## Task directions
Output, please, exactly those lines of the listing that come before the line with "Find a point on every instance of the boy's arm", along with that line itself.

## Extracted entries
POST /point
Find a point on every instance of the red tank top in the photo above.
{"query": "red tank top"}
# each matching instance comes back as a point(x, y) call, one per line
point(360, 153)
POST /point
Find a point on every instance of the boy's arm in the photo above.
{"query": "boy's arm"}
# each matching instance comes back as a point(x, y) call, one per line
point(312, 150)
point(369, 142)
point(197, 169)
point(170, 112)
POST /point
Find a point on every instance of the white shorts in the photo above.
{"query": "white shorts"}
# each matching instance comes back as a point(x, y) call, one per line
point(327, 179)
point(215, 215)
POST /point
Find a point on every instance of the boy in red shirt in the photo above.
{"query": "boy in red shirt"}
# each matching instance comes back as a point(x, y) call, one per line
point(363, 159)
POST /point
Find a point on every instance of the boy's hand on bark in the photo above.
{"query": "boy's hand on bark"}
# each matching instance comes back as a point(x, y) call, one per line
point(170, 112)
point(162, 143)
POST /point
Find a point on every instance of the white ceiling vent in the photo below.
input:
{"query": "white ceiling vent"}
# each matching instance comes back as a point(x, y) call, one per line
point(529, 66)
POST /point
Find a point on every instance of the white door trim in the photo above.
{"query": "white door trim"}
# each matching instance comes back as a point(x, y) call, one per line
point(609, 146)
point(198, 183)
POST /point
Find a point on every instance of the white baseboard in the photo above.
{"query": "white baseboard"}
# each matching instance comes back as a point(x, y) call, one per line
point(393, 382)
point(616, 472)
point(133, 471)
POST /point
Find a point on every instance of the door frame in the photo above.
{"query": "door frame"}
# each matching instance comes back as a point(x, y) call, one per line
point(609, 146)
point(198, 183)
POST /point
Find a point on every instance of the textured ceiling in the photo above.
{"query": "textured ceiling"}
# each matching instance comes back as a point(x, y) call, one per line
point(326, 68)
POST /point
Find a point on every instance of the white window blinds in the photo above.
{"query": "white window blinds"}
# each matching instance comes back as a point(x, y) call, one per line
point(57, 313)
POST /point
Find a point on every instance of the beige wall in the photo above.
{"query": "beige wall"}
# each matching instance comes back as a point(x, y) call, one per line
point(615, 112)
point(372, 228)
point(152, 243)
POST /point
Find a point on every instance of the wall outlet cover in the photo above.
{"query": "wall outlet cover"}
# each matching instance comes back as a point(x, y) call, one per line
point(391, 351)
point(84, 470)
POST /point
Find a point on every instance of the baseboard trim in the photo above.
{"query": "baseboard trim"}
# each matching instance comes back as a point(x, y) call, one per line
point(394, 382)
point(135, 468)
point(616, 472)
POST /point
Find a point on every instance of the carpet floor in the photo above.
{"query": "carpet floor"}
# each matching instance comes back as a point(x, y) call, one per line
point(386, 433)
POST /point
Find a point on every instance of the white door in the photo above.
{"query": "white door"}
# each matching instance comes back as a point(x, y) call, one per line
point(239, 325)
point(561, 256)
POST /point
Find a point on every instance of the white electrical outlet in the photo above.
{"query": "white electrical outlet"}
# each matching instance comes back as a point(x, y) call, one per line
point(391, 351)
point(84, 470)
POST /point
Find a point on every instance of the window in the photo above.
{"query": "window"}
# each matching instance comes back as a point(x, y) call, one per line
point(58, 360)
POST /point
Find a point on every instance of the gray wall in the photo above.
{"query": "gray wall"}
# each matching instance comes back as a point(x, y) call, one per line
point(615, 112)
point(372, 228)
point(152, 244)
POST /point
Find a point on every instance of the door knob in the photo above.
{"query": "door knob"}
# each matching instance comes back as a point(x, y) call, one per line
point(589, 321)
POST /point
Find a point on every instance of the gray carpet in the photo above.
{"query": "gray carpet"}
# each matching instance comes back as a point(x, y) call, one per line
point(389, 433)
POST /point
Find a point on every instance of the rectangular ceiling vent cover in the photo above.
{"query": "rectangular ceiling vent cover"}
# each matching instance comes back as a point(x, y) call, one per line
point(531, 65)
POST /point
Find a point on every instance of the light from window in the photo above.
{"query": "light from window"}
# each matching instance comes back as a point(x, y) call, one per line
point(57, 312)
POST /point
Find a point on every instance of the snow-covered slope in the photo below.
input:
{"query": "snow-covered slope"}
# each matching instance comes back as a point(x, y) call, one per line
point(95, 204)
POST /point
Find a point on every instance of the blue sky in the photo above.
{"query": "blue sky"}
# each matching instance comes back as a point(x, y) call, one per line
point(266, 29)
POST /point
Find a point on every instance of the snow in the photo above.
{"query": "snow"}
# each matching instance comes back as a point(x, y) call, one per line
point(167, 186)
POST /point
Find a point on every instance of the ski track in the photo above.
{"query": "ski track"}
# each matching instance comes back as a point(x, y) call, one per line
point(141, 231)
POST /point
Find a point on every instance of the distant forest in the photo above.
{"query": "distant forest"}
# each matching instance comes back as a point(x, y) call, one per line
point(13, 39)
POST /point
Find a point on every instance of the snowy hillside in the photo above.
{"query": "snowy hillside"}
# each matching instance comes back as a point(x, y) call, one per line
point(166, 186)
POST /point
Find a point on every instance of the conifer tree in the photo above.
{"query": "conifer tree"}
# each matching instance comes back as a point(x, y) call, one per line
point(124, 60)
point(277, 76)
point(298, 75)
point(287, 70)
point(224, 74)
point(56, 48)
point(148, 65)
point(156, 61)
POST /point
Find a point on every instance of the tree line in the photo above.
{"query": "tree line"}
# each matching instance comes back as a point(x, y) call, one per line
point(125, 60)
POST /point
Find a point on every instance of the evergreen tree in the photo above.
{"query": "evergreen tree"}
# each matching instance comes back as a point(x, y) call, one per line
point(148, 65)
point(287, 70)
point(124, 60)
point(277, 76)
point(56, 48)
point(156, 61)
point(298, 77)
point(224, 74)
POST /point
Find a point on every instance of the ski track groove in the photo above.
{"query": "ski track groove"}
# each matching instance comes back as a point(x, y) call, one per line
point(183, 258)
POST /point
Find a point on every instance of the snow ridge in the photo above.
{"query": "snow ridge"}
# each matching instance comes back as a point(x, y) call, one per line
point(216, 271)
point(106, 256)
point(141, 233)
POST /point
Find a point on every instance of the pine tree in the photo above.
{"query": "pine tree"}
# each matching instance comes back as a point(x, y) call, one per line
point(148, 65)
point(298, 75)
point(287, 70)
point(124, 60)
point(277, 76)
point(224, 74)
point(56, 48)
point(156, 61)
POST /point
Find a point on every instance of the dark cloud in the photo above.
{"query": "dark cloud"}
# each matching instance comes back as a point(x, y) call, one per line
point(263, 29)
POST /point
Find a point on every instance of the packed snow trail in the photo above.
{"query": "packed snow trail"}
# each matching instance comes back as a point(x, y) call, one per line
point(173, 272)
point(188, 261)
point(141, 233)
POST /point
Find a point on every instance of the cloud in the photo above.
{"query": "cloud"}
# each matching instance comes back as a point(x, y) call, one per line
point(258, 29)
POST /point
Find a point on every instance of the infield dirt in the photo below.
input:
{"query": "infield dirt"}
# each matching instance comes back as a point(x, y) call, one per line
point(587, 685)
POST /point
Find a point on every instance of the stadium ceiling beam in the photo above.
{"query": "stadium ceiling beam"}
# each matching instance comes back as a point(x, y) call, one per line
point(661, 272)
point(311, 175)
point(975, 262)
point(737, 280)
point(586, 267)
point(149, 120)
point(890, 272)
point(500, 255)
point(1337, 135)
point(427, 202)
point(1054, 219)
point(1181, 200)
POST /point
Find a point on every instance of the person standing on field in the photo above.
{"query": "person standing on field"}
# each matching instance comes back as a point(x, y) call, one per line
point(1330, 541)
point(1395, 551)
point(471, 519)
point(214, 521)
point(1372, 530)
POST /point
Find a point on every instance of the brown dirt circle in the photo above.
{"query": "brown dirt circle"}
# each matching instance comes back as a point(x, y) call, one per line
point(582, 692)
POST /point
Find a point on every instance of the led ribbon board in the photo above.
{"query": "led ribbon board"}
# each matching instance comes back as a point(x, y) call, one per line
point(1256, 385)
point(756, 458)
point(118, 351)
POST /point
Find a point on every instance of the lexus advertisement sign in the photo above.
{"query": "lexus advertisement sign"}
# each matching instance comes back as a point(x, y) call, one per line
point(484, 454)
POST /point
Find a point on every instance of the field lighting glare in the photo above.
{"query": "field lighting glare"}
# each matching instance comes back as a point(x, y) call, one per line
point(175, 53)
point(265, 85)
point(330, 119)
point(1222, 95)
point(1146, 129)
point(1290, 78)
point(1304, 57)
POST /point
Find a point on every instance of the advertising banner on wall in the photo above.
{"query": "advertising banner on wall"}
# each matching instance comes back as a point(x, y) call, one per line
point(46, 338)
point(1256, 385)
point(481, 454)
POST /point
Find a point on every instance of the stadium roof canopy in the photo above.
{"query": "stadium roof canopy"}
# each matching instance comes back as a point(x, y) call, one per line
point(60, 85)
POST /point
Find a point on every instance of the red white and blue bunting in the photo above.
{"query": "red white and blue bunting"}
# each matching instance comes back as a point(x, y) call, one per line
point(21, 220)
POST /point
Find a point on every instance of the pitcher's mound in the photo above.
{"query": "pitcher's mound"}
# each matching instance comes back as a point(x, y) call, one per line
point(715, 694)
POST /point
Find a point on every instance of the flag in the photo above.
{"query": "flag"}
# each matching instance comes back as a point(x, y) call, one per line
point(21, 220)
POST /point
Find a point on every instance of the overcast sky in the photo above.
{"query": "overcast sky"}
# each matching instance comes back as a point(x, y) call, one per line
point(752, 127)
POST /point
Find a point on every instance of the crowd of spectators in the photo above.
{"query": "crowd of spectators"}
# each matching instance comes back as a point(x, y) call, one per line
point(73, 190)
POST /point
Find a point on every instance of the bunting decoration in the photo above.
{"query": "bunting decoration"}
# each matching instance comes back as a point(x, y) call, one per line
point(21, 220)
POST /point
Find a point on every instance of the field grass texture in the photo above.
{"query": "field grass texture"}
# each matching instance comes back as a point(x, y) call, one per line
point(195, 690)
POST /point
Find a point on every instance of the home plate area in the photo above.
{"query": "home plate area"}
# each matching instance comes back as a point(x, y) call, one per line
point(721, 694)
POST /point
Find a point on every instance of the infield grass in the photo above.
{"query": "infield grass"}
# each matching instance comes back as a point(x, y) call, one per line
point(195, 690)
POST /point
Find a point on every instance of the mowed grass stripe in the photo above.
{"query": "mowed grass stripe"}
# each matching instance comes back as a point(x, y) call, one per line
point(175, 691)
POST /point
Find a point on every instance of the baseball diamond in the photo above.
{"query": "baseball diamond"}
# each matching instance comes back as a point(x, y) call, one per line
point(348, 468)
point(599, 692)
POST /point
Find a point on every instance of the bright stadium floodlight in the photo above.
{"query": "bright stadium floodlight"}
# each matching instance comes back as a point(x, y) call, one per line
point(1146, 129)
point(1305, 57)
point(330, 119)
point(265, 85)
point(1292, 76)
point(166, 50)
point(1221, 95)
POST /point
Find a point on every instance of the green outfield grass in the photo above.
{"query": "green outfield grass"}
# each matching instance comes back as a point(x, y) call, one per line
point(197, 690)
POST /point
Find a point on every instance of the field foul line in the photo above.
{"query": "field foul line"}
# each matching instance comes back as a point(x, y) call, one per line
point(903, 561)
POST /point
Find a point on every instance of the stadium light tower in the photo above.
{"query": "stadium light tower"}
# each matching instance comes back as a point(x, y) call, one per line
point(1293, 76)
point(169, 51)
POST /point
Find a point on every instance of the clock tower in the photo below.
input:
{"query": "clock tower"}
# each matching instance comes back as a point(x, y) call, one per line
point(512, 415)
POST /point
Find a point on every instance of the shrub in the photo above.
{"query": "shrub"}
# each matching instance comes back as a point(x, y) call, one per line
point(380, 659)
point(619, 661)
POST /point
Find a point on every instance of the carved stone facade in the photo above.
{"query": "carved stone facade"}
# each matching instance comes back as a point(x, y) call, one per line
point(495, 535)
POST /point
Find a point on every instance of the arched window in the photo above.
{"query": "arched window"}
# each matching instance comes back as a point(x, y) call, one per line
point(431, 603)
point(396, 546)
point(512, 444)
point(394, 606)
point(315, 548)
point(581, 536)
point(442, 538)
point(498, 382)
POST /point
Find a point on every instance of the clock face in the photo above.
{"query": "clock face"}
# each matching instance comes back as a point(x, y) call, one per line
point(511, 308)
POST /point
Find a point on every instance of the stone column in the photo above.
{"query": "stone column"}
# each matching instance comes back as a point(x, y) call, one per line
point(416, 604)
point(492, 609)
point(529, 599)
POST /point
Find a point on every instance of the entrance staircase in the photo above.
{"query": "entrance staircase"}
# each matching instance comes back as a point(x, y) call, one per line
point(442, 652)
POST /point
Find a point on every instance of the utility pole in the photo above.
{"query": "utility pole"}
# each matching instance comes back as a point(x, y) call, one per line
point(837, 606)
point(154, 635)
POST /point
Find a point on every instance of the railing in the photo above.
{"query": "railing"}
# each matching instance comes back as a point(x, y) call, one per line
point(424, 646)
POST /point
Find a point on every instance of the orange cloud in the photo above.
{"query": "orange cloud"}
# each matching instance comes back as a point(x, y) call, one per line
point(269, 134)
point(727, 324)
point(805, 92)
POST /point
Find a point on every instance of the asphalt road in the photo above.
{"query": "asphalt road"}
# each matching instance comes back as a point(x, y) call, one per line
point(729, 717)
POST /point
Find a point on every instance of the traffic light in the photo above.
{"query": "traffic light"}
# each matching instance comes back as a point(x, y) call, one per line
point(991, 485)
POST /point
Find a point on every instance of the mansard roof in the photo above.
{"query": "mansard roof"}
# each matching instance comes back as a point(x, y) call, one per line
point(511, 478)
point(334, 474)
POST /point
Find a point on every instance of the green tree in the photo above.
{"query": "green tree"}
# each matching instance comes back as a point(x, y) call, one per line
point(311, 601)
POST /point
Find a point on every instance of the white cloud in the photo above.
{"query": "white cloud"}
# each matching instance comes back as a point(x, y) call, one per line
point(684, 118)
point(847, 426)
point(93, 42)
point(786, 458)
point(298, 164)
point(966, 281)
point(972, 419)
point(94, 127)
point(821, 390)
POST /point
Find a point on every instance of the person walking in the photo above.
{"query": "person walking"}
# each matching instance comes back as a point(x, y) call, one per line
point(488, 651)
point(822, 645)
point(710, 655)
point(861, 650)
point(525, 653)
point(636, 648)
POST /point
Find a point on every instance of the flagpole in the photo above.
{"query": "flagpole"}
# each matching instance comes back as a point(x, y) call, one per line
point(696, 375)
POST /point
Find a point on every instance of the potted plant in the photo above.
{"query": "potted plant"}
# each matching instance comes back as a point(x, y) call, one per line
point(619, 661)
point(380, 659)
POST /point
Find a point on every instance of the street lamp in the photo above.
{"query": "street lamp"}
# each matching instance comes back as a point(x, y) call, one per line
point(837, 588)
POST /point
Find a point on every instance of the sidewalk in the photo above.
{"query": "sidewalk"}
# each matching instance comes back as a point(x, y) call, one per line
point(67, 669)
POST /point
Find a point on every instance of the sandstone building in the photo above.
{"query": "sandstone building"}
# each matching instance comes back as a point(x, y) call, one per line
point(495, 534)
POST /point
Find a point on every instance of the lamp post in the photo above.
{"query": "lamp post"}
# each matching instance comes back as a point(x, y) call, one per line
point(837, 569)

## Result of this task
POST /point
Find a point on every instance of the red tank top in the photo above.
{"query": "red tank top"}
# each matching instance comes back as a point(x, y) call, one per line
point(360, 153)
POST /point
Find a point on every instance of the boy's arm in the photo above.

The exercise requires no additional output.